## Start EXTRACT

Gregory Master: monastic illustrator, probably at Reichenau in southern Germany, best known for an illumination from an edition of the letters of Pope Gregory the Great, which shows Gregory’s scribe observing the Pope listening to the dove of the Holy Spirit. The best Classicist among Ottonian painters, able to create some three-dimensionality in the figures and space.

Gospels of Otto III: produced ca. 997-1002, probably at Reichenau. Style shows the tendencies toward expressive emotionality and schematicized figures characteristic of Ottonian painting (St. Luke), including an interesting scene of Otto III enthroned between Church and State, with the provinces of his empire bringing him tribute-an image derived from Roman imperial art.

## End EXTRACT

TASK STATEMENT
Condense the paragraph in the Ottonian art notes that begins "Gospels of Otto III" into a short bulleted list of its main facts. The data that comes next is separate from the Ottonian art notes.

## Start DATA PROVIDED

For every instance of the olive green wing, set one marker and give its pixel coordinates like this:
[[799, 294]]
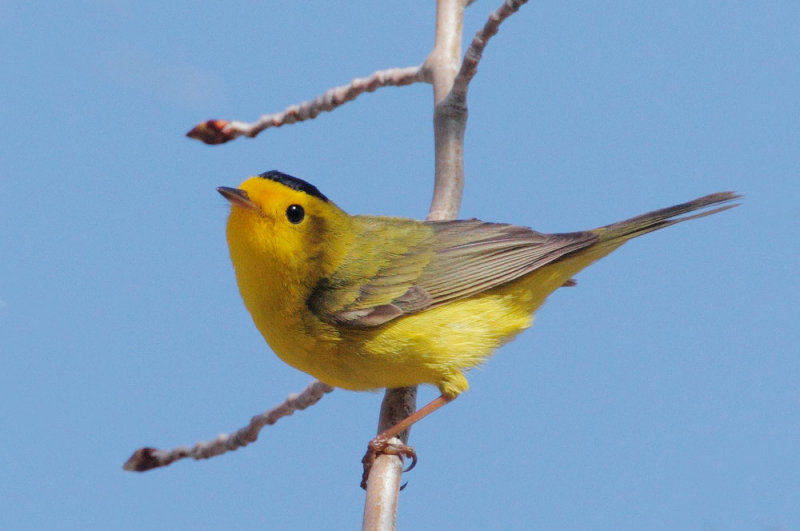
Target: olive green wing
[[374, 283], [398, 267]]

## End DATA PROVIDED

FINAL RESULT
- Made ca. 997-1002, probably at Reichenau.
- Its style shows the expressive emotionality and schematicized figures typical of Ottonian painting (St. Luke).
- It includes a scene of Otto III enthroned between Church and State, with the provinces of his empire bringing him tribute.
- That image derives from Roman imperial art.